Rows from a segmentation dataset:

════

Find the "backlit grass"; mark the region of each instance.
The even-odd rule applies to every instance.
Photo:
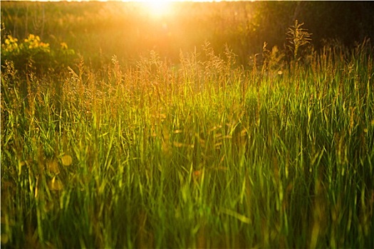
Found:
[[[233,56],[2,68],[2,246],[372,248],[372,48]]]

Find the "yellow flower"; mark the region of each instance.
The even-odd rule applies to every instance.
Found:
[[[61,43],[60,45],[61,46],[61,49],[68,49],[68,44],[66,44],[66,43]]]

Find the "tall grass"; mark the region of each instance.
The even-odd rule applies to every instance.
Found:
[[[27,78],[9,63],[2,246],[374,247],[373,55],[244,70],[205,43],[177,65]]]

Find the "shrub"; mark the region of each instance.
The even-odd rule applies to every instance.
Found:
[[[11,61],[14,68],[21,73],[36,74],[46,72],[59,73],[69,65],[75,57],[73,49],[61,43],[58,48],[52,48],[49,43],[42,42],[38,36],[29,34],[22,42],[8,35],[1,44],[1,65]]]

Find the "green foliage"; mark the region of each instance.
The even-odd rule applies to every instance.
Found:
[[[22,42],[10,35],[2,41],[1,66],[4,66],[6,61],[10,61],[21,73],[46,73],[48,70],[58,73],[73,63],[75,55],[66,43],[61,43],[57,49],[52,49],[49,43],[42,42],[38,36],[33,34]]]
[[[1,246],[374,248],[373,47],[296,68],[264,44],[248,68],[209,42],[63,75],[5,60]]]
[[[300,59],[300,48],[301,46],[306,45],[311,41],[311,33],[308,32],[307,29],[301,28],[304,23],[298,23],[297,20],[295,20],[294,26],[289,28],[287,39],[289,41],[290,48],[294,55],[295,61]]]

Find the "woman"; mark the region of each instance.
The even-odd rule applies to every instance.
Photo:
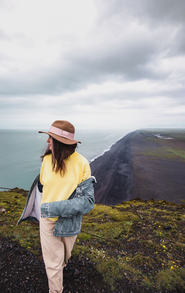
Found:
[[[37,210],[40,212],[41,242],[49,292],[61,293],[63,275],[73,278],[78,274],[77,269],[65,266],[80,231],[82,215],[94,207],[95,180],[91,177],[88,160],[75,150],[77,143],[81,142],[74,139],[72,124],[57,120],[48,132],[39,132],[49,135],[48,146],[41,157],[40,182],[38,176],[18,224],[28,220],[38,222]]]

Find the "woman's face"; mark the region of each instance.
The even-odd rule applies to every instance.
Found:
[[[51,146],[52,145],[52,137],[50,135],[49,136],[49,137],[47,140],[47,142],[49,143],[49,149],[50,151],[51,151]]]

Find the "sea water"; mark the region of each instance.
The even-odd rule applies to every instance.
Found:
[[[48,136],[38,133],[40,130],[0,130],[0,187],[29,189],[36,176],[40,173],[41,164],[40,156],[48,145]],[[78,144],[77,151],[90,163],[132,131],[77,129],[75,139],[81,141],[82,144]],[[0,189],[0,191],[3,190]]]

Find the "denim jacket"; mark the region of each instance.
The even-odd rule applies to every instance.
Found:
[[[95,178],[92,176],[80,183],[66,200],[45,202],[41,206],[42,193],[37,186],[39,178],[39,174],[31,185],[26,206],[17,224],[25,221],[39,222],[40,214],[41,217],[58,217],[53,236],[64,237],[79,234],[82,215],[89,212],[94,206],[93,183],[96,182]]]

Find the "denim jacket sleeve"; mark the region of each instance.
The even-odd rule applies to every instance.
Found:
[[[75,215],[88,213],[94,206],[93,181],[91,178],[81,183],[68,200],[42,203],[41,217],[70,218]]]

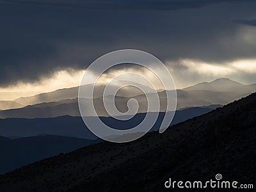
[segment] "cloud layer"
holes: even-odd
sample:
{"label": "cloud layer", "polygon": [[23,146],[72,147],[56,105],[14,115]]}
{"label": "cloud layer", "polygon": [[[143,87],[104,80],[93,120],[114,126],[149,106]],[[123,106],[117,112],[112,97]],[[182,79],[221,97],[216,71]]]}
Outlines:
{"label": "cloud layer", "polygon": [[[0,1],[0,86],[84,69],[120,49],[220,67],[255,57],[256,3],[145,2]],[[182,67],[173,67],[176,72]]]}

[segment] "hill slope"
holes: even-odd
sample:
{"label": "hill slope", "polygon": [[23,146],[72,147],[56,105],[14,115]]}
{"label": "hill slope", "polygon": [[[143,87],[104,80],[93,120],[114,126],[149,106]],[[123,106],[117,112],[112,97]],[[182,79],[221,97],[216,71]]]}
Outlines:
{"label": "hill slope", "polygon": [[0,190],[161,191],[170,177],[204,181],[216,173],[255,184],[255,127],[253,93],[162,134],[102,142],[21,168],[0,176]]}
{"label": "hill slope", "polygon": [[15,140],[1,136],[0,173],[99,141],[54,135]]}

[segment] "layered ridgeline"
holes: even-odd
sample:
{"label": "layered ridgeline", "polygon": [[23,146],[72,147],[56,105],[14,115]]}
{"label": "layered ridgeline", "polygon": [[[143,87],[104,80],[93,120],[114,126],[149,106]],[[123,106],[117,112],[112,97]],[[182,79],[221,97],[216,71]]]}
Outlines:
{"label": "layered ridgeline", "polygon": [[[92,84],[84,85],[91,86]],[[99,116],[108,116],[103,106],[102,93],[106,84],[99,84],[95,88],[94,104],[98,109]],[[143,86],[147,93],[153,92],[149,87]],[[244,85],[228,79],[221,78],[210,83],[202,83],[195,86],[177,90],[177,109],[188,107],[200,107],[212,104],[227,104],[235,100],[248,95],[256,91],[256,84]],[[6,109],[0,111],[0,118],[49,118],[63,115],[73,116],[80,116],[77,104],[78,87],[61,89],[55,92],[41,93],[35,96],[22,97],[11,101],[12,106],[3,106],[0,102],[0,109]],[[158,91],[162,108],[160,111],[165,111],[166,94]],[[87,95],[83,99],[83,105],[92,111],[88,105]],[[113,95],[107,95],[106,102],[113,99]],[[150,97],[150,96],[149,96]],[[127,110],[127,102],[131,99],[135,99],[139,103],[138,113],[145,113],[147,110],[147,100],[141,91],[132,87],[122,89],[115,96],[117,108],[120,111]],[[4,102],[10,101],[3,101]],[[7,106],[7,107],[6,107]],[[22,108],[23,106],[23,108]],[[151,111],[154,112],[154,111]],[[93,114],[92,113],[92,115]],[[90,114],[89,114],[90,115]]]}
{"label": "layered ridgeline", "polygon": [[204,182],[217,173],[223,180],[255,185],[255,129],[253,93],[163,134],[102,142],[22,167],[0,176],[0,190],[161,191],[170,177]]}

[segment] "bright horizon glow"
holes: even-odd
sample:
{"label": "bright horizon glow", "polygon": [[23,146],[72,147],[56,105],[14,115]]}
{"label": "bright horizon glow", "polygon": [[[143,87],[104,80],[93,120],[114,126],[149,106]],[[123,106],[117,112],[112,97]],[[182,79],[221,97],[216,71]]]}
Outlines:
{"label": "bright horizon glow", "polygon": [[[236,76],[241,73],[256,75],[256,60],[253,59],[240,60],[222,65],[214,65],[185,59],[182,60],[182,65],[186,67],[186,69],[182,69],[182,71],[184,74],[183,76],[180,76],[180,72],[175,68],[172,68],[172,62],[167,62],[167,63],[177,89],[182,89],[202,81],[212,81],[220,77],[227,77],[241,83],[248,84],[243,82],[243,79],[241,78],[237,79]],[[156,70],[157,68],[156,68]],[[40,93],[51,92],[58,89],[77,86],[80,84],[84,72],[83,70],[68,71],[62,70],[56,72],[51,77],[42,78],[38,82],[33,83],[19,82],[7,88],[0,88],[0,100],[14,100],[20,97],[32,96]],[[98,82],[109,83],[115,76],[125,72],[136,72],[143,74],[151,79],[154,84],[158,84],[158,87],[156,88],[157,90],[163,89],[161,84],[159,83],[157,84],[159,80],[152,72],[133,68],[110,71],[108,74],[104,74]],[[189,81],[189,78],[186,78],[187,74],[198,74],[202,80]],[[93,72],[90,75],[92,76],[92,77],[94,77]],[[252,84],[255,83],[256,79],[255,82],[251,82]],[[140,82],[140,83],[143,84],[143,82]],[[14,94],[15,92],[19,93]],[[10,98],[8,97],[8,94],[10,95]]]}

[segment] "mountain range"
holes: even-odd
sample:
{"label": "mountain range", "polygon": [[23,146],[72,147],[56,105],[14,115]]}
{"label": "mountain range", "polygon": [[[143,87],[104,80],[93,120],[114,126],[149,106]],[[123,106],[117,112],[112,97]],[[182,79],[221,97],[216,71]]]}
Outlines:
{"label": "mountain range", "polygon": [[[86,86],[90,86],[92,84]],[[150,88],[145,86],[144,87],[148,92],[152,92]],[[104,108],[102,97],[104,88],[104,84],[97,86],[93,103],[98,115],[108,116],[109,115]],[[127,93],[131,90],[133,90],[132,93],[127,95]],[[221,78],[210,83],[202,83],[183,90],[177,90],[177,109],[192,106],[224,105],[246,97],[255,91],[256,91],[256,84],[244,85],[228,79]],[[5,106],[3,104],[1,104],[0,102],[0,109],[5,109],[0,111],[0,118],[34,118],[57,117],[63,115],[80,116],[77,104],[77,92],[78,87],[75,87],[32,97],[22,97],[14,101],[2,101],[6,104]],[[131,99],[134,99],[138,102],[140,107],[138,113],[147,111],[147,98],[138,90],[127,88],[127,90],[124,90],[118,93],[115,99],[116,108],[120,111],[125,112],[127,110],[127,102]],[[166,93],[164,92],[159,91],[158,94],[161,103],[160,111],[165,111]],[[150,97],[151,95],[149,94],[149,95]],[[89,95],[87,96],[89,97]],[[113,97],[114,96],[108,95],[104,99],[108,102],[108,100],[112,99]],[[86,98],[83,99],[83,104],[84,105],[85,108],[88,109],[88,115],[93,115],[92,113],[90,113],[90,111],[92,111],[93,109],[89,108],[90,100]],[[11,104],[12,106],[10,105]],[[24,106],[24,105],[26,106]],[[11,107],[16,109],[6,109]]]}
{"label": "mountain range", "polygon": [[255,112],[253,93],[163,134],[101,142],[22,167],[0,175],[0,190],[163,191],[170,178],[205,182],[217,173],[221,180],[255,185]]}

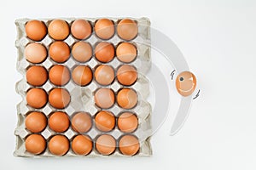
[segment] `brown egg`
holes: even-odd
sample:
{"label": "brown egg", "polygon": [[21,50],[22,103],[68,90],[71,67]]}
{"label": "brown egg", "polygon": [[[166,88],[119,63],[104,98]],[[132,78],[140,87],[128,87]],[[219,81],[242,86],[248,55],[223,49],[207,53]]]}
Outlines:
{"label": "brown egg", "polygon": [[64,156],[69,150],[69,140],[66,136],[57,134],[49,139],[48,149],[53,155]]}
{"label": "brown egg", "polygon": [[65,42],[55,42],[49,48],[50,58],[58,63],[64,63],[69,59],[70,49]]}
{"label": "brown egg", "polygon": [[73,71],[72,77],[78,85],[86,86],[92,80],[92,71],[89,66],[79,65]]}
{"label": "brown egg", "polygon": [[46,141],[40,134],[31,134],[25,140],[26,150],[33,154],[43,153],[46,147]]}
{"label": "brown egg", "polygon": [[94,95],[94,100],[98,107],[108,109],[114,104],[114,94],[110,88],[99,88]]}
{"label": "brown egg", "polygon": [[114,71],[112,66],[101,65],[95,71],[95,80],[101,85],[107,86],[114,79]]}
{"label": "brown egg", "polygon": [[137,137],[127,134],[120,138],[119,142],[119,150],[125,156],[134,156],[140,149],[140,144]]}
{"label": "brown egg", "polygon": [[109,132],[115,127],[115,117],[112,112],[102,110],[95,116],[95,123],[100,131]]}
{"label": "brown egg", "polygon": [[55,65],[49,71],[49,81],[56,86],[63,86],[70,80],[68,68],[61,65]]}
{"label": "brown egg", "polygon": [[196,78],[192,72],[183,71],[176,78],[176,88],[184,97],[193,94],[196,87]]}
{"label": "brown egg", "polygon": [[108,156],[114,152],[116,148],[116,141],[114,138],[109,134],[102,134],[99,136],[96,141],[96,149],[104,156]]}
{"label": "brown egg", "polygon": [[54,112],[48,120],[49,127],[56,133],[63,133],[69,127],[68,116],[61,111]]}
{"label": "brown egg", "polygon": [[32,86],[42,86],[48,80],[48,72],[44,66],[33,65],[29,67],[26,74],[26,82]]}
{"label": "brown egg", "polygon": [[40,20],[30,20],[25,26],[26,36],[34,41],[41,41],[47,34],[47,28]]}
{"label": "brown egg", "polygon": [[94,26],[96,35],[102,39],[109,39],[114,34],[113,22],[108,19],[100,19]]}
{"label": "brown egg", "polygon": [[114,48],[107,42],[99,42],[95,48],[95,57],[102,63],[111,61],[114,57]]}
{"label": "brown egg", "polygon": [[92,150],[92,141],[87,135],[78,135],[72,141],[72,150],[77,155],[88,155]]}
{"label": "brown egg", "polygon": [[130,42],[122,42],[116,48],[117,58],[124,62],[130,63],[137,57],[137,48]]}
{"label": "brown egg", "polygon": [[70,102],[70,94],[64,88],[54,88],[49,94],[49,103],[56,109],[64,109]]}
{"label": "brown egg", "polygon": [[117,103],[124,109],[131,109],[137,103],[137,96],[135,90],[123,88],[117,94]]}
{"label": "brown egg", "polygon": [[134,66],[123,65],[117,71],[117,79],[125,86],[131,86],[137,81],[137,73]]}
{"label": "brown egg", "polygon": [[91,34],[91,26],[85,20],[77,20],[71,26],[71,33],[77,39],[86,39]]}
{"label": "brown egg", "polygon": [[92,126],[91,116],[86,112],[76,113],[72,118],[72,128],[78,133],[87,133]]}
{"label": "brown egg", "polygon": [[26,117],[25,126],[26,128],[32,133],[40,133],[47,126],[46,116],[41,112],[31,112]]}
{"label": "brown egg", "polygon": [[90,60],[92,48],[88,42],[78,42],[72,48],[72,54],[77,61],[84,63]]}
{"label": "brown egg", "polygon": [[29,106],[40,109],[47,103],[47,94],[42,88],[31,88],[26,93],[26,103]]}
{"label": "brown egg", "polygon": [[117,26],[118,35],[124,40],[132,40],[137,37],[137,23],[130,19],[123,19]]}
{"label": "brown egg", "polygon": [[48,26],[49,35],[55,40],[65,40],[69,35],[69,26],[62,20],[54,20]]}
{"label": "brown egg", "polygon": [[131,112],[124,112],[118,118],[118,127],[124,133],[134,132],[138,125],[137,116]]}
{"label": "brown egg", "polygon": [[42,63],[47,57],[47,49],[41,43],[30,43],[25,48],[25,56],[31,63]]}

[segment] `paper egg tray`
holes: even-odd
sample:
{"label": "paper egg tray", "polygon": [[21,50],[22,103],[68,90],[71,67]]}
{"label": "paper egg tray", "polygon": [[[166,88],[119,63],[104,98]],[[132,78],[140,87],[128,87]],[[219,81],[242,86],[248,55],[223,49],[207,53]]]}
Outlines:
{"label": "paper egg tray", "polygon": [[[97,19],[92,19],[92,18],[69,18],[69,19],[61,19],[66,20],[69,25],[71,23],[78,19],[84,19],[89,21],[90,21],[92,26],[94,26],[95,21]],[[109,18],[110,20],[113,20],[115,24],[118,22],[118,20],[121,19],[116,19],[116,18]],[[46,20],[40,20],[45,23],[45,25],[48,26],[49,22],[53,20],[54,19],[46,19]],[[137,59],[130,63],[129,65],[134,65],[138,73],[137,81],[136,83],[134,83],[132,86],[128,87],[135,89],[138,95],[138,103],[137,106],[130,110],[135,112],[138,117],[138,128],[137,129],[132,133],[132,134],[136,135],[139,141],[140,141],[140,150],[137,154],[136,154],[134,156],[148,156],[152,154],[152,150],[150,146],[150,135],[151,133],[151,125],[150,125],[150,115],[151,115],[151,105],[147,101],[148,96],[149,95],[149,82],[146,77],[146,74],[148,71],[150,69],[151,65],[151,60],[150,60],[150,47],[143,45],[143,44],[148,44],[150,43],[150,22],[146,18],[141,18],[141,19],[132,19],[135,20],[137,22],[138,26],[138,35],[137,37],[131,40],[131,42],[134,43],[137,48]],[[14,155],[16,156],[27,156],[27,157],[41,157],[41,156],[56,156],[55,155],[52,155],[48,148],[46,148],[45,151],[38,156],[34,156],[27,151],[26,151],[25,147],[25,139],[26,138],[31,134],[32,133],[27,130],[25,127],[25,119],[27,113],[31,111],[38,110],[45,114],[45,116],[49,118],[49,116],[51,112],[56,111],[56,110],[61,110],[66,112],[70,117],[77,112],[77,111],[86,111],[90,113],[92,116],[95,116],[95,114],[101,110],[101,108],[98,108],[94,102],[94,92],[98,88],[102,88],[101,85],[99,85],[95,80],[85,87],[80,87],[78,86],[73,82],[73,81],[71,80],[67,84],[63,86],[63,88],[66,88],[67,91],[69,91],[71,95],[71,102],[68,105],[68,106],[63,110],[57,110],[54,107],[52,107],[49,103],[42,109],[34,109],[27,105],[26,99],[26,94],[28,89],[32,88],[30,84],[26,82],[26,69],[30,65],[33,65],[34,64],[32,64],[28,62],[26,60],[26,57],[24,55],[24,50],[25,47],[30,43],[33,42],[33,41],[30,40],[25,31],[25,26],[27,21],[29,21],[29,19],[20,19],[17,20],[15,21],[16,26],[17,26],[17,40],[15,42],[15,46],[18,49],[18,60],[17,60],[17,71],[22,74],[23,78],[16,83],[16,91],[17,93],[22,97],[22,100],[20,104],[17,105],[17,116],[18,116],[18,123],[17,127],[15,131],[15,134],[16,135],[16,149],[14,152]],[[70,47],[79,40],[75,39],[71,34],[69,37],[64,41],[66,42]],[[89,39],[84,40],[87,42],[90,42],[92,47],[95,47],[95,44],[98,42],[102,42],[103,40],[98,38],[94,32],[92,32],[92,35]],[[49,49],[49,46],[50,43],[55,42],[54,39],[52,39],[49,35],[47,35],[40,42],[43,43],[47,49]],[[124,40],[120,39],[117,33],[109,40],[107,40],[107,42],[112,42],[115,48],[118,43],[120,42],[125,42]],[[45,67],[48,71],[49,69],[54,65],[57,65],[58,63],[55,63],[55,61],[50,60],[50,57],[48,56],[45,61],[44,61],[42,64],[39,64],[39,65],[43,65]],[[64,65],[67,67],[69,68],[70,71],[72,71],[73,68],[75,65],[89,65],[92,71],[96,68],[97,65],[101,64],[99,61],[96,60],[96,59],[93,56],[90,60],[89,60],[86,63],[79,63],[76,61],[71,54],[71,56],[67,61],[66,61]],[[114,60],[113,60],[111,62],[107,63],[107,65],[109,65],[113,66],[115,71],[116,69],[121,65],[123,63],[119,61],[116,57],[114,57]],[[104,86],[106,87],[106,86]],[[43,88],[47,93],[49,93],[52,88],[56,88],[56,86],[53,85],[49,80],[45,84],[43,85]],[[114,82],[109,85],[107,86],[107,88],[112,88],[115,93],[118,92],[119,89],[123,88],[123,85],[119,84],[118,81],[114,80]],[[115,116],[119,115],[119,112],[124,111],[125,110],[119,107],[117,103],[115,102],[115,105],[108,109],[108,110],[112,111]],[[49,126],[42,132],[40,133],[47,141],[50,139],[50,137],[55,135],[55,134],[63,134],[67,139],[72,141],[72,139],[79,134],[77,132],[73,131],[71,128],[65,132],[65,133],[55,133],[53,130],[51,130]],[[92,128],[86,133],[89,135],[92,140],[95,142],[95,139],[99,134],[102,133],[108,133],[113,135],[116,140],[118,139],[125,134],[121,131],[119,131],[117,128],[109,132],[109,133],[102,133],[97,130],[93,124]],[[81,156],[79,155],[76,155],[71,149],[69,149],[68,152],[64,156]],[[93,147],[92,151],[87,155],[87,156],[82,156],[85,157],[94,157],[94,156],[125,156],[122,155],[119,150],[117,149],[115,152],[110,156],[102,156],[97,152],[97,150],[95,149],[95,145]]]}

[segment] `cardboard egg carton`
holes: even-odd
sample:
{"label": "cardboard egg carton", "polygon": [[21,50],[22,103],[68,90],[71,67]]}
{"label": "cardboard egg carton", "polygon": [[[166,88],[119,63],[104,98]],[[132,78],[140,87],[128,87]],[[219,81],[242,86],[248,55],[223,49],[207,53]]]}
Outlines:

════

_SET TASK:_ Pull out every line of the listing that contains the string "cloud", treating uppercase and lowercase as different, and copy each one.

_SOLUTION FOR THIS EXERCISE:_
[segment] "cloud layer"
{"label": "cloud layer", "polygon": [[23,146],[72,147],[56,105],[14,115]]}
{"label": "cloud layer", "polygon": [[[143,87],[104,80],[93,120],[114,126],[149,106]],[[123,106],[117,112],[112,97]],[[182,79],[221,97],[216,71]]]}
{"label": "cloud layer", "polygon": [[[0,1],[0,86],[84,69],[120,49],[220,67],[255,57],[256,3],[145,2]],[[182,67],[173,67],[176,72]]]}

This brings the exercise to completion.